>> START DATA TO PROCESS

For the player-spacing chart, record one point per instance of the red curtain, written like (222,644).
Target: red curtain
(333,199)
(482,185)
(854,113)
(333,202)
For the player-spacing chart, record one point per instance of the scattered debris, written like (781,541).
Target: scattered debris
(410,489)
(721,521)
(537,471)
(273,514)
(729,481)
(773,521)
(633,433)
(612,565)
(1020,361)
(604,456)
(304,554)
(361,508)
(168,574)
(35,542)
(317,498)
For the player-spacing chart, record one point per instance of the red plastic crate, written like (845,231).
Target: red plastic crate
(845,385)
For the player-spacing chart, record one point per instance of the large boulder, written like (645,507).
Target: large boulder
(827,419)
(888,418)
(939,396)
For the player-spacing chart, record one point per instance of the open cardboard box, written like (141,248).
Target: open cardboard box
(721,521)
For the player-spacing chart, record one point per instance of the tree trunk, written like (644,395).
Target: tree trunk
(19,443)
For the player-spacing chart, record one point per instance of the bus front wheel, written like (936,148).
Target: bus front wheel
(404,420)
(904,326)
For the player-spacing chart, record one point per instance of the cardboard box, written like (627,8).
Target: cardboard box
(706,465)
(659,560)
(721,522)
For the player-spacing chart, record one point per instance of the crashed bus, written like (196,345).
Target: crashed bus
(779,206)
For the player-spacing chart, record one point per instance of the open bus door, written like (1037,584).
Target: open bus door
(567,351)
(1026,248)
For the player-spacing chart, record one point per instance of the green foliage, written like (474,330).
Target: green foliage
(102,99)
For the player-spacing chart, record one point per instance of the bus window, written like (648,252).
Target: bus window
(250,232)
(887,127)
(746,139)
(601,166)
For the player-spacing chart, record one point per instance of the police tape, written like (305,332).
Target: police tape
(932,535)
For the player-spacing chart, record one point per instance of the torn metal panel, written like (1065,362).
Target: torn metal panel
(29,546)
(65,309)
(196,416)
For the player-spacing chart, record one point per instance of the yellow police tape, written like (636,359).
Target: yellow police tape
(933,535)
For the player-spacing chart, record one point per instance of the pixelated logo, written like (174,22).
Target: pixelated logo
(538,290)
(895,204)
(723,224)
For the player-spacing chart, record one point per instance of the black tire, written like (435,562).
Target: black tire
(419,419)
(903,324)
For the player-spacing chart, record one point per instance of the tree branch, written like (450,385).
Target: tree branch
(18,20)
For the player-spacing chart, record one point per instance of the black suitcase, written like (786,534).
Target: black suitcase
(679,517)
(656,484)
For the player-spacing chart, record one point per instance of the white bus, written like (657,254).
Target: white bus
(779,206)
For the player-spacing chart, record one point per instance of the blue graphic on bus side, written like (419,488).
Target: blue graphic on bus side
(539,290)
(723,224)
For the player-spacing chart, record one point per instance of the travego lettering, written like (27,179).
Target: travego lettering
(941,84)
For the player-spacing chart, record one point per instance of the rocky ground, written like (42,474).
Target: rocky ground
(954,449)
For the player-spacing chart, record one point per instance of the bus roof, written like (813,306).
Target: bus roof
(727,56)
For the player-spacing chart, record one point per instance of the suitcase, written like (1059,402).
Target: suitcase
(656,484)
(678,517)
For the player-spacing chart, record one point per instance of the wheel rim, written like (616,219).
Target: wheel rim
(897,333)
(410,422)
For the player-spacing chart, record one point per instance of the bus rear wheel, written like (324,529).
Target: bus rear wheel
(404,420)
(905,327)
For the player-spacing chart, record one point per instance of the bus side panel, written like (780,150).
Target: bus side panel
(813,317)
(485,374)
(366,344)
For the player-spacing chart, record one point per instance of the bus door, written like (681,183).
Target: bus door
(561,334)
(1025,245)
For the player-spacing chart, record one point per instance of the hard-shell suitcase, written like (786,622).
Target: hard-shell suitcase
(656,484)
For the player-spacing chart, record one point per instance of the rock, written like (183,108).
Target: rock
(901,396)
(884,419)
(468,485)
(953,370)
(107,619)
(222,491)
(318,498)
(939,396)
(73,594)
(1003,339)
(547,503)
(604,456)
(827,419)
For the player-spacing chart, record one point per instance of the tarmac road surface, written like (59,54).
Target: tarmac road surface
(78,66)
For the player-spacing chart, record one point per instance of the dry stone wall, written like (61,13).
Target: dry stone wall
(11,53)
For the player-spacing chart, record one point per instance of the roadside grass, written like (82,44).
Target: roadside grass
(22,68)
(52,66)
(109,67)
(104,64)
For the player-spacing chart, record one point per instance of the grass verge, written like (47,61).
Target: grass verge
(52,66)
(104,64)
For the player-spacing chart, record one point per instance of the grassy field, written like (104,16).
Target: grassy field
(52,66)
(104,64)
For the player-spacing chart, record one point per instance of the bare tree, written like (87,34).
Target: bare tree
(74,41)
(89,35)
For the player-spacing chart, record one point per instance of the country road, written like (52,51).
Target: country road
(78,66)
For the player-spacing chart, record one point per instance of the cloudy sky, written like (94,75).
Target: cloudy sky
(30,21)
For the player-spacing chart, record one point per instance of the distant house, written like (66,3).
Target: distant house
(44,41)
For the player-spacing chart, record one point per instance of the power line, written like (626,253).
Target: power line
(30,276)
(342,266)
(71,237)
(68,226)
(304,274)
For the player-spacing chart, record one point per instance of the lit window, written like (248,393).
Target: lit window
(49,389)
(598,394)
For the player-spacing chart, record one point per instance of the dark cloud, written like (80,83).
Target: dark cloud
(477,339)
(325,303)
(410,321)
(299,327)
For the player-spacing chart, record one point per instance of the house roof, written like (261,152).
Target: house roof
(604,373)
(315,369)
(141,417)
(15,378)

>> END DATA TO PROCESS

• _WHAT THIS TASK INVOLVES_: Return all of the entries word for word.

• _TASK RESULT_:
For the player-spacing chart, record one point per instance of the red curtain, written like (222,644).
Target: red curtain
(333,199)
(482,185)
(854,113)
(333,202)
For the player-spacing chart, record one point per instance of the scattered debris, written like (781,541).
Target: scattered debris
(410,489)
(721,521)
(537,471)
(273,514)
(729,481)
(773,521)
(633,433)
(612,565)
(1020,361)
(604,456)
(304,554)
(361,508)
(168,574)
(35,542)
(317,498)
For the player-spacing chart, record one point per instance of the red plastic crate, written like (845,231).
Target: red plastic crate
(845,385)
For the player-spacing chart, record one point per instance of the large boulder, written like (645,507).
Target: large boulder
(827,419)
(888,418)
(939,396)
For the player-spacing chart, record one point per instance of the open cardboard box, written like (141,248).
Target: open cardboard box
(721,521)
For the player-spacing chart, record one point per instance of the tree trunk, written like (644,395).
Target: tree trunk
(19,443)
For the player-spacing chart, record one point per instance of the bus front wheel, written like (936,148).
Target: bus front wheel
(404,420)
(904,326)
For the player-spacing chart, record one point per instance of the cardboard box, written like (627,8).
Target: cardboard box
(706,465)
(659,560)
(721,522)
For the player-spacing chart, record one point per instance of the crashed bus, written like (196,345).
Target: crashed bus
(779,206)
For the player-spacing chart, record one point per instance of the open bus door, written like (1037,584).
Target: open bus door
(567,351)
(1026,248)
For the player-spacing chart, record one point per instance of the green foliage, written like (474,330).
Target: green foliage
(102,99)
For the player-spacing chart, record one point per instance of the bus window, written like (648,252).
Target: bus window
(250,232)
(887,127)
(746,139)
(601,166)
For the player-spacing chart, record one point per instance of the police tape, written like (305,332).
Target: police tape
(932,535)
For the player-spacing chart, record one point per instance of the torn metal panel, written like (1065,362).
Target: torn metal panel
(29,546)
(65,309)
(196,416)
For the player-spacing chart, record one point per instance of the yellow police tape, written like (636,359).
Target: yellow police tape
(933,535)
For the player-spacing chart, record one point per instance of the pixelated logo, written like (174,22).
Target: pixelated logo
(538,290)
(895,204)
(723,224)
For the player-spacing chart, record one point per instance of the black tire, written like (435,562).
Target: black tire
(419,419)
(903,324)
For the player-spacing chart, record one point per instance of the tree branch, written like (450,385).
Target: tree branch
(18,20)
For the player-spacing chart, record one point per instance of the black suitcase, written like (786,534).
Target: black suitcase
(679,517)
(656,484)
For the player-spacing chart, record one point per instance of the white bus, written like (657,254).
Target: white bus
(779,206)
For the player-spacing chart, record one point per instance of the blue graphic on bus side, written like (419,488).
Target: blue graphic on bus side
(539,290)
(723,224)
For the player-spacing chart, record one point per instance of the travego lettering, written like (27,179).
Target: travego lettering
(941,84)
For the player-spacing chart, record one point per instance of the rocky ground, written like (42,474).
Target: rocky ground
(954,449)
For the player-spacing chart, record one point per instance of the bus roof, written like (813,306).
Target: bus roof
(727,56)
For the player-spacing chart, record one point per instance of the suitcase, written like (1059,402).
Target: suitcase
(656,484)
(678,517)
For the player-spacing chart, record one point per instance of the wheel rim, written like (616,219).
Target: wheel rim
(897,333)
(410,422)
For the player-spacing chart, record one point per instance of the bus rear wheel, written like (324,529).
Target: bus rear wheel
(404,420)
(905,327)
For the player-spacing chart, record one point per instance of the bus side panel, written like (780,150).
Target: bus side panel
(813,317)
(485,374)
(366,344)
For the player-spacing chart, record one point per instance of the bus door, written like (681,183).
Target: bus door
(561,334)
(1025,245)
For the player-spacing chart, record one point per instance of the hard-shell suitcase, written like (786,622).
Target: hard-shell suitcase
(656,484)
For the player-spacing chart, record one point per instance of the rock, written like (183,108).
Target: rock
(901,396)
(884,419)
(468,485)
(953,370)
(107,619)
(222,491)
(318,498)
(939,396)
(73,594)
(1003,339)
(547,503)
(604,456)
(827,419)
For the player-spacing chart, record one point per instance of the tarmac road surface, written like (59,54).
Target: tarmac road surface
(78,66)
For the player-spacing chart, record one point per instance of the dry stone wall, written like (61,13).
Target: dry stone wall
(11,53)
For the player-spacing chart, record one point per instance of the roadside grass, written like (82,44).
Target: roadside grass
(22,68)
(52,66)
(109,67)
(104,64)
For the player-spacing chart, record one point per instance of the grass verge, written like (47,61).
Target: grass verge
(52,66)
(104,64)
For the player-spacing chart, record one point per instance of the grassy field, written like (104,16).
Target: grassy field
(52,66)
(104,64)
For the player-spacing chart, record one point per instance of the bare tree, written like (87,34).
Target: bare tree
(74,41)
(89,35)
For the player-spacing chart, record one point per instance of the country road, written like (52,51).
Target: country road
(78,66)
For the player-spacing chart, record one point per instance of the cloudy sky, written like (94,75).
Target: cloudy sky
(30,21)
For the player-spacing chart, record one point per instance of the distant house, written like (66,3).
Target: distant house
(44,41)
For the player-spacing chart, record one point per instance of the power line, written like (626,253).
Target: power line
(30,276)
(342,266)
(71,237)
(68,226)
(304,274)
For the player-spacing chart, record one point per instance of the lit window, written like (248,393).
Target: lit window
(49,389)
(598,394)
For the player-spacing chart, record one point per instance of the dark cloud, written like (80,83).
Target: dark cloud
(477,339)
(325,303)
(410,321)
(299,327)
For the player-spacing chart, record one point per instance of the house roof, written like (261,152).
Target: house roof
(604,373)
(315,369)
(141,417)
(15,378)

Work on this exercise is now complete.